TEXT SEGMENT:
Last year I posted these thoughts about minimum wage in Kentucky. As a musician who makes her living as a business owner and an independent artist/contractor, I don't often deal in per hour metrics personally, but most of us have worked an hourly job at some point in our lives, and it's good to really think about this issue, especially with the new governor.
In Kentucky, a person goes out, gets a job that pays minimum wage – $7.25/hour, and works at a company that chooses to classify them as part-time so the company does not have to provide benefits. For demonstration purposes, let’s choose a generous weekly number of hours like 40, what most of us have come to view as a standard full time work week. Here’s the thing: Kentucky is a state that does not require employers to adhere to a quantified definition of full-time employment, so this person gets paid a gross check of $290. That’s gross, by several definitions, but the really gross thing is that’s not what the net check will be; after the common deductions are taken out, that check will be significantly diminished.
$7.25 an hour, for 40 hours a week, 52 weeks a year, comes to…
After 15% federal taxes are deducted, the amount becomes $12,818.00. (15% on 15,080 is $2,262.)
After 5.8% Kentucky taxes are deducted (from the original 15,080 amount), the new annual wage total becomes $11,943.36.(5.8% on 15,080 is $874.64.)

DATASET RECORDS:
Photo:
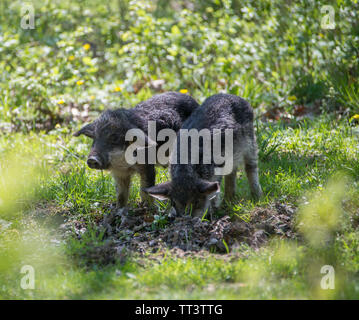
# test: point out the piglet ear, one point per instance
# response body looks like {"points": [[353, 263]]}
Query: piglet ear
{"points": [[209, 188], [88, 130], [160, 191]]}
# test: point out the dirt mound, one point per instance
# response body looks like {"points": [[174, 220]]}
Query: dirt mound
{"points": [[138, 231]]}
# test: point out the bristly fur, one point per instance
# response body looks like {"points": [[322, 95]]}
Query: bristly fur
{"points": [[193, 183], [169, 110]]}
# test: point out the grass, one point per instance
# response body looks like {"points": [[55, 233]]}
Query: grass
{"points": [[296, 160]]}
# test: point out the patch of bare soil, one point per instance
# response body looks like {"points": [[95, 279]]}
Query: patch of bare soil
{"points": [[139, 232]]}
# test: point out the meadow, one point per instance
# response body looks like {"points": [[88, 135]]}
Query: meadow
{"points": [[82, 57]]}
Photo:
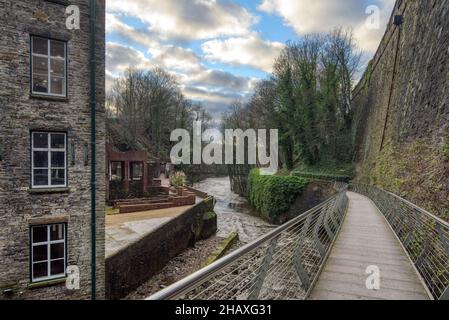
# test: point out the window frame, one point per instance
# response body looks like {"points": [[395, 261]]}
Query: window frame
{"points": [[111, 163], [48, 243], [131, 168], [49, 57], [49, 167]]}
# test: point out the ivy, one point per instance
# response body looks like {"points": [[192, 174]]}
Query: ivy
{"points": [[274, 195]]}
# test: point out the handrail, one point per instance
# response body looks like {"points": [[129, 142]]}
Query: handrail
{"points": [[290, 256], [423, 236]]}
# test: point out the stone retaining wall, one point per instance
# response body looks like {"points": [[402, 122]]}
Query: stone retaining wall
{"points": [[132, 266]]}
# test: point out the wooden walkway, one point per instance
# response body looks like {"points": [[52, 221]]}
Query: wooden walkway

PROBLEM STATEMENT:
Say whether each statement agrees with the text on minimum wage in Kentucky. Answer yes or no for each, and quote the deciding words of the text.
1. Kentucky requires employers to follow a set definition of full-time employment.
2. The Kentucky tax is figured on the original annual amount, not on what is left after federal taxes.
3. The writer often works with hourly pay figures personally.

RESPONSE TO THIS TASK:
1. No: "Kentucky is a state that does not require employers to adhere to a quantified definition of full-time employment"
2. Yes: "After 5.8% Kentucky taxes are deducted (from the original 15,080 amount)"
3. No: "I don't often deal in per hour metrics personally"